**REQUIREMENT**
Determine how many lines in the listing below contain the string "arch", with case treated as significant. Reply with the number alone.
======== DATA PROVIDED ========
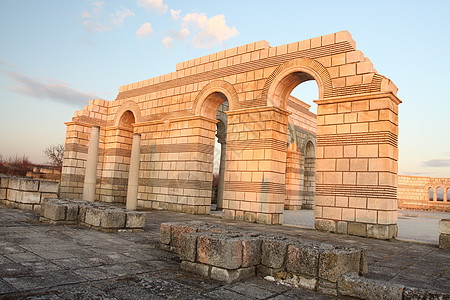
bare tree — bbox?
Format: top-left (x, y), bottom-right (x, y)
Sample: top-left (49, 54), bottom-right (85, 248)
top-left (44, 144), bottom-right (64, 168)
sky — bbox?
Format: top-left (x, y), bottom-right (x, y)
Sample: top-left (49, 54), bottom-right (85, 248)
top-left (0, 0), bottom-right (450, 177)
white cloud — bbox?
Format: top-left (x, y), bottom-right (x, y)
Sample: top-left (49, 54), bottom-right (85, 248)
top-left (4, 71), bottom-right (98, 107)
top-left (182, 13), bottom-right (239, 48)
top-left (136, 22), bottom-right (153, 38)
top-left (162, 36), bottom-right (173, 49)
top-left (81, 2), bottom-right (135, 33)
top-left (170, 9), bottom-right (181, 20)
top-left (110, 8), bottom-right (134, 27)
top-left (137, 0), bottom-right (167, 14)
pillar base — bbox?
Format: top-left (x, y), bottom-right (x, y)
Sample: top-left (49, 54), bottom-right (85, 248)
top-left (315, 219), bottom-right (398, 240)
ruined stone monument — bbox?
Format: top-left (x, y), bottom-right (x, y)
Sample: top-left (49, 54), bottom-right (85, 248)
top-left (61, 31), bottom-right (401, 239)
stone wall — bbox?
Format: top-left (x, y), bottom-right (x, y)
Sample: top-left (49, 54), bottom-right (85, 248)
top-left (0, 174), bottom-right (59, 210)
top-left (398, 175), bottom-right (450, 211)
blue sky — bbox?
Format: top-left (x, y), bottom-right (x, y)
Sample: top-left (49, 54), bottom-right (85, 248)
top-left (0, 0), bottom-right (450, 177)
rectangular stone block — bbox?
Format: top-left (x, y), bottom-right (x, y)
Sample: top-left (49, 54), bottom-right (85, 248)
top-left (39, 180), bottom-right (59, 194)
top-left (100, 209), bottom-right (125, 228)
top-left (338, 273), bottom-right (404, 300)
top-left (211, 267), bottom-right (256, 283)
top-left (286, 244), bottom-right (320, 278)
top-left (319, 248), bottom-right (361, 282)
top-left (261, 237), bottom-right (289, 268)
top-left (125, 211), bottom-right (145, 228)
top-left (41, 201), bottom-right (66, 221)
top-left (197, 234), bottom-right (242, 270)
top-left (19, 192), bottom-right (41, 204)
top-left (19, 178), bottom-right (39, 192)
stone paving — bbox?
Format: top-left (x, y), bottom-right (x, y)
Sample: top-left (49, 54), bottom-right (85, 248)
top-left (0, 206), bottom-right (450, 299)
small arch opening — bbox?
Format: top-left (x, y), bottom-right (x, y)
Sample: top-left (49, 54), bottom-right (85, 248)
top-left (428, 187), bottom-right (434, 201)
top-left (436, 186), bottom-right (444, 202)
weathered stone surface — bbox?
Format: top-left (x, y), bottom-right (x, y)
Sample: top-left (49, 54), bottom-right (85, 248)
top-left (84, 207), bottom-right (102, 227)
top-left (19, 192), bottom-right (41, 204)
top-left (211, 267), bottom-right (255, 283)
top-left (170, 223), bottom-right (197, 254)
top-left (347, 222), bottom-right (367, 237)
top-left (367, 224), bottom-right (394, 240)
top-left (159, 223), bottom-right (172, 245)
top-left (439, 219), bottom-right (450, 234)
top-left (319, 248), bottom-right (361, 282)
top-left (197, 234), bottom-right (242, 270)
top-left (19, 178), bottom-right (39, 192)
top-left (39, 180), bottom-right (59, 194)
top-left (241, 237), bottom-right (262, 268)
top-left (402, 286), bottom-right (450, 300)
top-left (41, 201), bottom-right (66, 221)
top-left (100, 209), bottom-right (125, 228)
top-left (338, 273), bottom-right (404, 300)
top-left (179, 233), bottom-right (198, 262)
top-left (261, 237), bottom-right (289, 268)
top-left (181, 261), bottom-right (211, 277)
top-left (439, 233), bottom-right (450, 250)
top-left (286, 244), bottom-right (320, 277)
top-left (125, 211), bottom-right (145, 228)
top-left (314, 219), bottom-right (336, 232)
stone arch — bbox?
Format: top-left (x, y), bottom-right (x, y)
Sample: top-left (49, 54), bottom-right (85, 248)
top-left (261, 57), bottom-right (333, 109)
top-left (113, 101), bottom-right (141, 127)
top-left (193, 80), bottom-right (239, 119)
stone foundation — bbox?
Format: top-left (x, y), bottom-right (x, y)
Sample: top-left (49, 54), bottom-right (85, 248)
top-left (0, 174), bottom-right (59, 210)
top-left (160, 222), bottom-right (367, 295)
top-left (40, 199), bottom-right (145, 231)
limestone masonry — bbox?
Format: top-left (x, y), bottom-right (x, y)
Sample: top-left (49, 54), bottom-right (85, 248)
top-left (61, 31), bottom-right (401, 239)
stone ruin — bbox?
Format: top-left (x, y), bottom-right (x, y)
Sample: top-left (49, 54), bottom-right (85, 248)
top-left (61, 31), bottom-right (401, 239)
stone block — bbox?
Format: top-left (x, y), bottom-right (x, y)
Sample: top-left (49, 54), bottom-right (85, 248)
top-left (41, 201), bottom-right (66, 221)
top-left (170, 223), bottom-right (197, 254)
top-left (181, 261), bottom-right (211, 277)
top-left (261, 237), bottom-right (289, 268)
top-left (347, 222), bottom-right (367, 237)
top-left (100, 209), bottom-right (125, 228)
top-left (39, 180), bottom-right (59, 194)
top-left (19, 178), bottom-right (39, 192)
top-left (241, 237), bottom-right (262, 268)
top-left (439, 219), bottom-right (450, 234)
top-left (8, 177), bottom-right (20, 190)
top-left (0, 174), bottom-right (10, 189)
top-left (314, 219), bottom-right (336, 232)
top-left (439, 233), bottom-right (450, 250)
top-left (338, 273), bottom-right (404, 300)
top-left (6, 189), bottom-right (22, 202)
top-left (125, 211), bottom-right (145, 228)
top-left (84, 207), bottom-right (103, 227)
top-left (318, 248), bottom-right (361, 282)
top-left (197, 234), bottom-right (242, 270)
top-left (402, 286), bottom-right (450, 300)
top-left (286, 244), bottom-right (320, 278)
top-left (159, 223), bottom-right (172, 245)
top-left (179, 233), bottom-right (198, 262)
top-left (211, 267), bottom-right (255, 283)
top-left (19, 192), bottom-right (41, 204)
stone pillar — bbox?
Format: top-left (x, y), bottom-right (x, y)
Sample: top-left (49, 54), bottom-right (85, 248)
top-left (83, 126), bottom-right (100, 202)
top-left (222, 107), bottom-right (288, 224)
top-left (126, 133), bottom-right (141, 210)
top-left (217, 138), bottom-right (227, 209)
top-left (315, 93), bottom-right (401, 239)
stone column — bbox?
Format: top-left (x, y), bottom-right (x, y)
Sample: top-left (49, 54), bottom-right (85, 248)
top-left (126, 133), bottom-right (141, 210)
top-left (83, 126), bottom-right (100, 202)
top-left (217, 139), bottom-right (227, 208)
top-left (315, 93), bottom-right (400, 239)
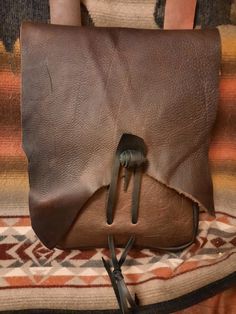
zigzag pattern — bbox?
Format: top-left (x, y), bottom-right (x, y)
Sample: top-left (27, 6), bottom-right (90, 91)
top-left (0, 213), bottom-right (236, 289)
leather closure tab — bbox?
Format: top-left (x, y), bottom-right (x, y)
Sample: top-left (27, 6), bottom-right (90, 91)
top-left (107, 134), bottom-right (147, 224)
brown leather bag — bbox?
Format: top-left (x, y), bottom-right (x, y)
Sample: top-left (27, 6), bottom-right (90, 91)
top-left (21, 3), bottom-right (220, 313)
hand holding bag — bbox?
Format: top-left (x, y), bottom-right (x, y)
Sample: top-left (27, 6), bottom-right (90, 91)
top-left (21, 2), bottom-right (220, 312)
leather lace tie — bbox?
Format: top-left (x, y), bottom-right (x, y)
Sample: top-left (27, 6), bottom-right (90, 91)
top-left (107, 134), bottom-right (146, 224)
top-left (102, 235), bottom-right (138, 314)
top-left (102, 134), bottom-right (146, 314)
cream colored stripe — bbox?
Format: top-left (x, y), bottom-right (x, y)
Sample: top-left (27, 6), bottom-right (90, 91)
top-left (82, 0), bottom-right (157, 28)
top-left (0, 254), bottom-right (236, 311)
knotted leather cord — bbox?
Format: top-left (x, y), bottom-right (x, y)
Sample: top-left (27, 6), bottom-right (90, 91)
top-left (102, 235), bottom-right (138, 314)
top-left (107, 134), bottom-right (146, 224)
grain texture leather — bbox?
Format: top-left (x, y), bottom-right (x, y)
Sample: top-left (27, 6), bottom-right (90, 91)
top-left (21, 23), bottom-right (220, 248)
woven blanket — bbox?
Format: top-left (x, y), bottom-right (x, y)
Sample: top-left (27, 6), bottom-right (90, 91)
top-left (0, 26), bottom-right (236, 313)
top-left (0, 0), bottom-right (236, 314)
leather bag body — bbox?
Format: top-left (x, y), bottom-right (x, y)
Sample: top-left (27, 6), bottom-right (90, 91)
top-left (21, 23), bottom-right (220, 248)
========
**EXERCISE RESULT**
2